Please recast every line of the records below as a Markdown table with the columns Row and Line text, numbering the rows and skipping blank lines. Leave the pictures out of the table.

The data
▬▬▬▬▬▬▬▬▬▬

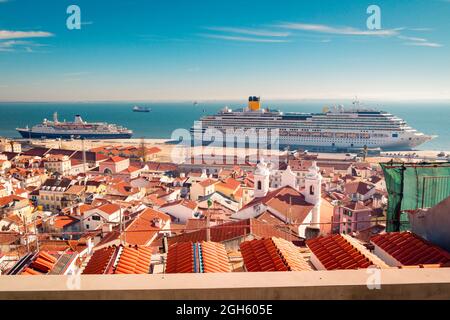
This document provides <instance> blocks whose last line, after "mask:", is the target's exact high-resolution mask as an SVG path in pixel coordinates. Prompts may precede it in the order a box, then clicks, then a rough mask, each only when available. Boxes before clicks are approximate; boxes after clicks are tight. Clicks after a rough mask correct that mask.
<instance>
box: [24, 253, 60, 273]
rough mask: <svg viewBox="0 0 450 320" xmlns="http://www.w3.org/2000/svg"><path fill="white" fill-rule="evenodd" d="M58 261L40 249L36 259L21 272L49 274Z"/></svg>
mask: <svg viewBox="0 0 450 320" xmlns="http://www.w3.org/2000/svg"><path fill="white" fill-rule="evenodd" d="M56 261H57V259H56V258H55V257H54V256H52V255H50V254H49V253H47V252H44V251H40V252H39V254H38V256H37V257H36V259H35V260H34V261H33V262H32V263H31V264H30V265H29V266H28V267H27V268H26V269H25V270H24V271H23V272H22V273H21V274H24V275H26V274H38V273H45V274H47V273H48V272H50V271H51V270H52V269H53V267H54V266H55V264H56ZM33 270H34V272H33Z"/></svg>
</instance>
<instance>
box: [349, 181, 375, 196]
mask: <svg viewBox="0 0 450 320" xmlns="http://www.w3.org/2000/svg"><path fill="white" fill-rule="evenodd" d="M373 188H375V186H374V185H372V184H369V183H366V182H362V181H356V182H350V183H347V184H345V186H344V190H345V192H346V193H347V194H352V193H359V194H361V195H365V194H367V193H368V192H369V191H370V190H372V189H373Z"/></svg>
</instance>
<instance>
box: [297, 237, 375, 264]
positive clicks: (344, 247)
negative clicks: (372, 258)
mask: <svg viewBox="0 0 450 320" xmlns="http://www.w3.org/2000/svg"><path fill="white" fill-rule="evenodd" d="M306 245H307V246H308V247H309V248H310V249H311V252H312V253H313V254H314V255H315V256H316V258H317V259H318V260H319V261H320V263H321V264H322V265H323V266H324V267H325V269H327V270H337V269H363V268H367V267H369V266H370V265H373V262H372V261H370V260H369V258H367V257H366V256H365V255H363V254H362V253H361V252H360V251H359V250H358V249H356V248H355V247H354V246H353V245H352V244H351V243H350V242H348V241H347V240H346V239H345V238H344V237H343V236H341V235H340V234H335V235H330V236H326V237H318V238H314V239H310V240H307V241H306Z"/></svg>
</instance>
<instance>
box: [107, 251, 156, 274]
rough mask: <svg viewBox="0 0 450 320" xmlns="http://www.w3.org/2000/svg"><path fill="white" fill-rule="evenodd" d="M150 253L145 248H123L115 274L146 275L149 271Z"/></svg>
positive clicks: (150, 255) (114, 272) (117, 265)
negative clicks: (137, 274)
mask: <svg viewBox="0 0 450 320" xmlns="http://www.w3.org/2000/svg"><path fill="white" fill-rule="evenodd" d="M151 258H152V251H151V249H149V248H146V247H125V248H123V250H122V252H121V254H120V257H119V262H118V263H117V267H116V269H115V271H114V273H115V274H147V273H149V271H150V262H151Z"/></svg>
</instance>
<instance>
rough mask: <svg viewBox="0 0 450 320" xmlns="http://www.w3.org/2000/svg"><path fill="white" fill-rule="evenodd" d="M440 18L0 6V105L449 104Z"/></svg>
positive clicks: (359, 15) (235, 7) (311, 8)
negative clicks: (110, 102) (252, 98)
mask: <svg viewBox="0 0 450 320" xmlns="http://www.w3.org/2000/svg"><path fill="white" fill-rule="evenodd" d="M71 4H77V5H78V6H79V7H80V8H81V20H82V26H81V30H68V29H67V27H66V19H67V17H68V14H67V13H66V9H67V7H68V6H69V5H71ZM371 4H376V5H378V6H379V7H380V8H381V26H382V29H381V30H372V31H371V30H368V29H367V27H366V20H367V18H368V17H369V15H368V14H367V13H366V9H367V7H368V6H369V5H371ZM449 17H450V0H448V1H447V0H408V1H402V0H396V1H389V0H388V1H379V0H373V1H358V0H352V1H350V0H341V1H334V0H328V1H327V0H309V1H306V0H304V1H302V0H292V1H275V0H274V1H264V0H240V1H237V0H227V1H222V0H208V1H206V0H198V1H195V0H191V1H174V0H128V1H106V0H71V1H66V0H39V1H36V0H0V100H8V101H9V100H19V101H84V100H183V99H187V100H202V99H217V100H221V99H240V98H243V97H246V96H248V95H260V96H262V97H264V98H265V99H304V98H306V99H342V98H345V99H350V98H352V97H354V96H358V97H359V98H360V99H367V100H370V99H380V100H415V99H419V100H420V99H425V100H428V99H450V41H449V40H450V36H449V32H450V19H449Z"/></svg>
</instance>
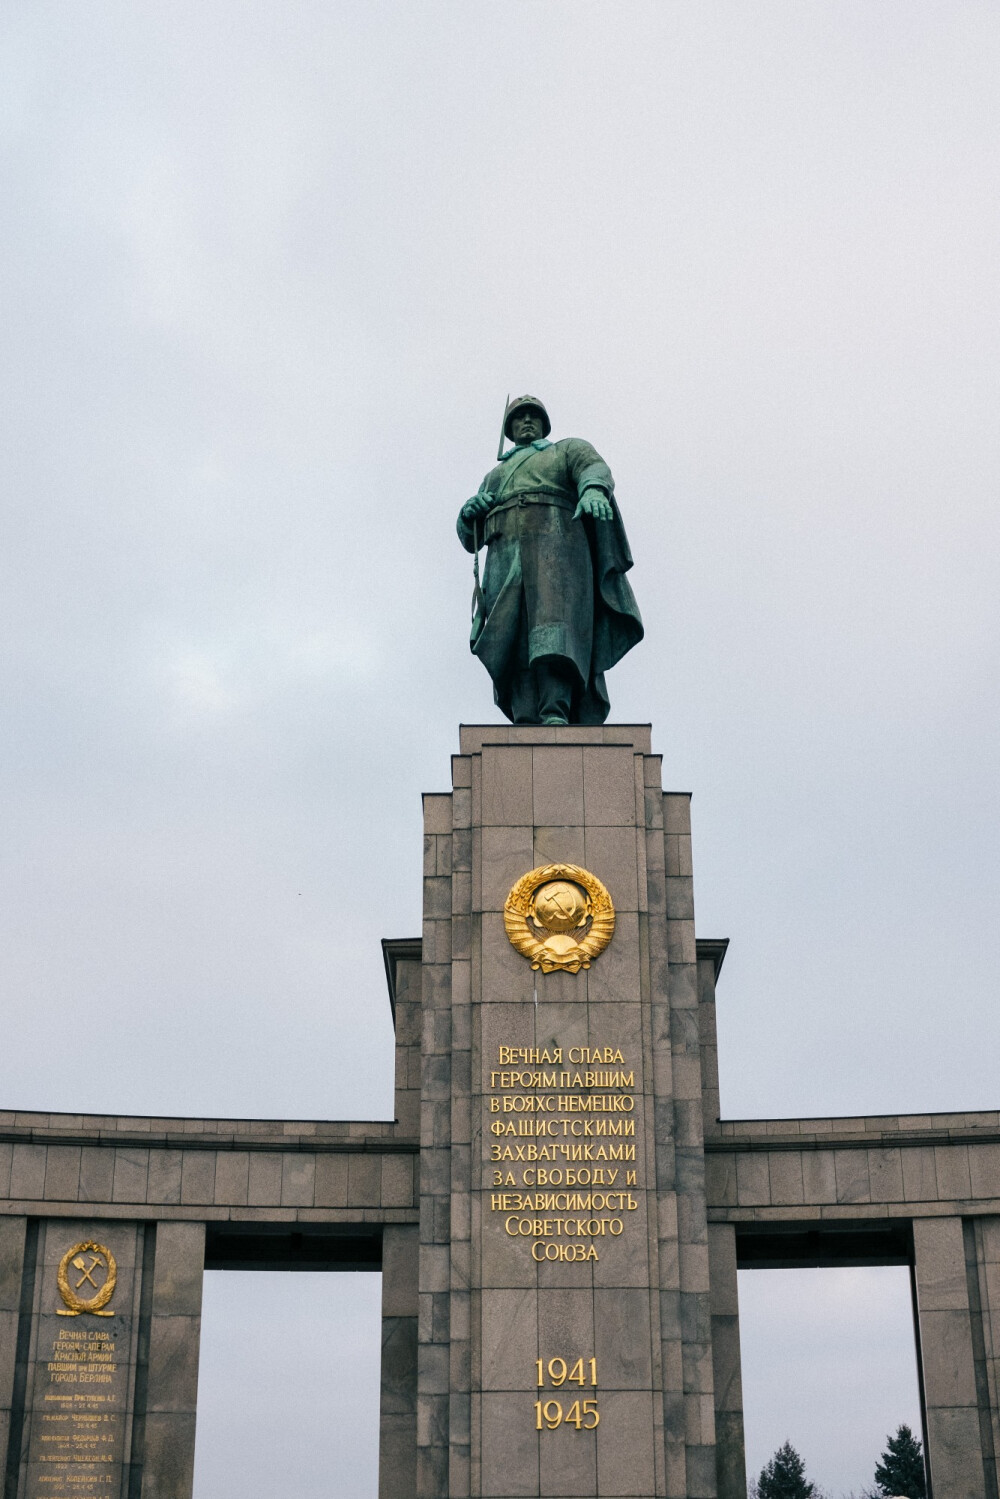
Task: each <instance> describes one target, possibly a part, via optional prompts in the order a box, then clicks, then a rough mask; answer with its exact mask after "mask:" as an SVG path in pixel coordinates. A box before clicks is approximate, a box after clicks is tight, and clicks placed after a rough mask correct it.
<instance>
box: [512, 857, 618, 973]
mask: <svg viewBox="0 0 1000 1499" xmlns="http://www.w3.org/2000/svg"><path fill="white" fill-rule="evenodd" d="M504 926H505V928H507V935H508V937H510V940H511V943H513V944H514V947H516V949H517V952H520V953H523V956H525V958H528V959H529V961H531V967H532V968H541V971H543V973H553V971H555V970H556V968H562V970H565V971H567V973H579V971H580V968H589V967H591V961H592V959H594V958H597V955H598V953H601V952H604V949H606V947H607V944H609V941H610V940H612V937H613V935H615V905H613V902H612V898H610V895H609V893H607V889H606V887H604V886H603V884H601V881H600V880H598V878H597V875H595V874H591V872H589V869H582V868H580V866H579V865H576V863H544V865H540V866H538V868H537V869H531V871H529V872H528V874H523V875H522V877H520V880H519V881H517V883H516V884H514V886H513V887H511V892H510V895H508V896H507V904H505V905H504Z"/></svg>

▬▬▬▬▬▬▬▬▬▬

Task response
| Row | Line text |
|---|---|
| 1 | This document provides <instance> blocks whose last line, after "mask:", is the target's exact high-resolution mask as an SVG path in pixel coordinates. Prompts may precede it in the order a box, then clicks, then a rough mask, each only when available. Boxes before clicks are approximate; boxes after clicks are tight. Clicks after a rough mask correct that mask. |
| 2 | <instance> |
| 3 | box: [24, 253, 60, 273] |
| 4 | rough mask: <svg viewBox="0 0 450 320" xmlns="http://www.w3.org/2000/svg"><path fill="white" fill-rule="evenodd" d="M58 261L40 249L36 259L21 272L49 274Z"/></svg> |
| 5 | mask: <svg viewBox="0 0 450 320" xmlns="http://www.w3.org/2000/svg"><path fill="white" fill-rule="evenodd" d="M56 261H57V259H56V258H55V257H54V256H52V255H50V254H49V253H47V252H44V251H40V252H39V254H38V256H37V257H36V259H35V260H34V261H33V262H32V263H31V264H30V265H29V266H28V267H27V268H26V269H25V270H24V271H23V272H22V273H21V274H24V275H26V274H38V273H45V274H47V273H48V272H50V271H51V270H52V269H53V267H54V266H55V264H56ZM33 270H34V272H33Z"/></svg> |
| 6 | </instance> |
| 7 | <instance> |
| 8 | box: [349, 181, 375, 196] |
| 9 | mask: <svg viewBox="0 0 450 320" xmlns="http://www.w3.org/2000/svg"><path fill="white" fill-rule="evenodd" d="M373 188H375V186H374V185H372V184H369V183H366V182H362V181H356V182H350V183H347V184H345V186H344V190H345V192H346V193H347V194H352V193H359V194H361V195H365V194H367V193H368V192H369V191H370V190H372V189H373Z"/></svg> |
| 10 | </instance> |
| 11 | <instance> |
| 12 | box: [297, 237, 375, 264] |
| 13 | positive clicks: (344, 247) |
| 14 | negative clicks: (372, 258) |
| 15 | mask: <svg viewBox="0 0 450 320" xmlns="http://www.w3.org/2000/svg"><path fill="white" fill-rule="evenodd" d="M306 245H307V246H308V247H309V248H310V249H311V252H312V253H313V254H314V255H315V256H316V258H317V259H318V260H319V261H320V263H321V264H322V265H323V266H324V267H325V269H327V270H337V269H363V268H367V267H369V266H370V265H373V262H372V261H370V260H369V258H367V257H366V256H365V255H363V254H362V253H361V252H360V251H359V250H358V249H356V248H355V247H354V246H353V245H352V244H351V243H350V242H348V241H347V240H346V239H345V238H344V237H343V236H341V235H340V234H335V235H330V236H326V237H318V238H314V239H310V240H307V241H306Z"/></svg> |
| 16 | </instance> |
| 17 | <instance> |
| 18 | box: [107, 251, 156, 274] |
| 19 | rough mask: <svg viewBox="0 0 450 320" xmlns="http://www.w3.org/2000/svg"><path fill="white" fill-rule="evenodd" d="M150 253L145 248H123L115 274L146 275L149 271Z"/></svg> |
| 20 | positive clicks: (150, 255) (114, 272) (117, 265) |
| 21 | negative clicks: (137, 274) |
| 22 | mask: <svg viewBox="0 0 450 320" xmlns="http://www.w3.org/2000/svg"><path fill="white" fill-rule="evenodd" d="M151 258H152V251H151V249H149V248H146V247H125V248H123V250H122V252H121V254H120V257H119V262H118V263H117V267H116V269H115V271H114V273H115V274H147V273H149V271H150V262H151Z"/></svg> |
| 23 | </instance> |
| 24 | <instance> |
| 25 | rough mask: <svg viewBox="0 0 450 320" xmlns="http://www.w3.org/2000/svg"><path fill="white" fill-rule="evenodd" d="M440 18L0 6V105L449 104Z"/></svg> |
| 26 | positive clicks: (359, 15) (235, 7) (311, 8) |
| 27 | negative clicks: (110, 102) (252, 98) |
| 28 | mask: <svg viewBox="0 0 450 320" xmlns="http://www.w3.org/2000/svg"><path fill="white" fill-rule="evenodd" d="M71 4H77V5H78V6H79V7H80V8H81V20H82V26H81V30H68V29H67V27H66V19H67V17H68V14H67V13H66V9H67V7H68V6H69V5H71ZM371 4H376V5H378V6H379V7H380V8H381V26H382V29H381V30H372V31H371V30H368V29H367V27H366V20H367V18H368V17H369V15H368V14H367V13H366V9H367V7H368V6H369V5H371ZM449 17H450V0H448V1H447V0H408V1H402V0H396V1H389V0H388V1H379V0H373V1H358V0H352V1H350V0H341V1H334V0H328V1H327V0H309V1H306V0H304V1H302V0H292V1H275V0H274V1H264V0H240V1H237V0H227V1H222V0H208V1H206V0H198V1H195V0H191V1H174V0H128V1H106V0H71V1H66V0H39V1H36V0H0V100H8V101H9V100H19V101H84V100H183V99H187V100H202V99H217V100H221V99H240V98H243V97H246V96H248V95H260V96H262V97H264V98H265V99H304V98H306V99H342V98H345V99H350V98H352V97H354V96H358V97H359V98H360V99H367V100H370V99H380V100H415V99H419V100H420V99H425V100H428V99H450V41H449V40H450V36H449V32H450V19H449Z"/></svg> |
| 29 | </instance> |
| 30 | Task: each <instance> describes one target, possibly a part, via optional prompts in the order a box, then clicks, then a rough mask; answer with its exact mask after "mask:" as an SVG path in pixel coordinates. A box before clicks is approximate, a box after clicks is tight, and clicks placed after a rough mask correct it. |
| 31 | <instance> |
| 32 | box: [512, 857, 618, 973] |
| 33 | mask: <svg viewBox="0 0 1000 1499" xmlns="http://www.w3.org/2000/svg"><path fill="white" fill-rule="evenodd" d="M504 926H505V928H507V935H508V937H510V940H511V943H513V944H514V947H516V949H517V952H520V953H523V956H525V958H528V959H529V961H531V967H532V968H541V971H543V973H553V971H555V970H556V968H562V970H565V971H567V973H579V971H580V968H589V967H591V961H592V959H594V958H597V955H598V953H601V952H604V949H606V947H607V944H609V941H610V940H612V937H613V935H615V905H613V902H612V898H610V895H609V893H607V889H606V887H604V886H603V884H601V881H600V880H598V878H597V875H595V874H591V872H589V869H582V868H580V866H579V865H576V863H544V865H540V866H538V868H537V869H531V871H529V872H528V874H523V875H522V877H520V880H519V881H517V883H516V884H514V886H513V887H511V892H510V895H508V896H507V904H505V905H504Z"/></svg> |